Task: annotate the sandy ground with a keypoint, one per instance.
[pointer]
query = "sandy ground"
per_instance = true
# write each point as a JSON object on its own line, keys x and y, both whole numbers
···
**What is required:** List every line of the material above as a numbered list, leaving out blank lines.

**Output for this task:**
1. Task: annotate the sandy ground with a keypoint, one per instance.
2. [pointer]
3. query = "sandy ground"
4. per_instance = true
5. # write each point as a JSON object on its own line, keys x and y, both whole numbers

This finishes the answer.